Rename "snowy ridge" to "rocky outcrop" throughout the records below, and reproduce every line with no other change.
────────────────
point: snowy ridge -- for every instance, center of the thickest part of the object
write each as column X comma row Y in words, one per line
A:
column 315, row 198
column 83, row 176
────────────────
**Output:**
point: rocky outcrop -- for every instance, center of the thickest part of the object
write each as column X comma row Y in words, one per line
A:
column 315, row 198
column 83, row 176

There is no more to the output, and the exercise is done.